* begin SOURCE TEXT *
MODEL-BASED VALUE EXPLORATION IN ACTOR-CRITIC DEEP REINFORCEMENT LEARNING

Abstract

Off-policy method has demonstrated great potential on model-free deep reinforcement learning due to the sample-efficient advantage. However, it suffers extra instability due to some mismatched distributions from observations. Model-free onpolicy counterparts usually have poor sample efficiency. Model-based algorithms, in contrast, are highly dependent on the goodness of expert demonstrations or learned dynamics. In this work, we propose a method which involves training the dynamics to accelerate and gradually stabilize learning without adding samplecomplexity. The dynamics model prediction can provide effective target value exploration, which is essentially different from the methods on-policy exploration, by adding valid diversity of transitions. Despite the existence of model bias, the model-based prediction can avoid the overestimation and distribution mismatch errors in off-policy learning, as the learned dynamics model is asymptotically accurate. Besides, to generalize the solution to large-scale reinforcement learning problems, we use global gaussian and deterministic function approximation to model the transition probability and reward function, respectively. To minimize the negative impact of potential model bias brought by the estimated dynamics, we adopt one-step global prediction for the model-based part of target value. By analyses and proofs, we show how the model-based prediction provides value exploration and asymptotical performance to the overall network. It can also be concluded that the convergence of proposed algorithm only depends on the accuracy of learnt dynamics model.
* end SOURCE TEXT *
* begin DATA SHOWN *
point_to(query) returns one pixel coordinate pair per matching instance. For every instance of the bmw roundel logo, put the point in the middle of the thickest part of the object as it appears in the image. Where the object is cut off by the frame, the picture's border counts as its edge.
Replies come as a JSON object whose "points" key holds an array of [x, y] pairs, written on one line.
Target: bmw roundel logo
* end DATA SHOWN *
### REQUIREMENT
In the abstract on model-based value exploration, what is the only thing the convergence of the proposed algorithm depends on?

### ANSWER
The accuracy of the learned dynamics model.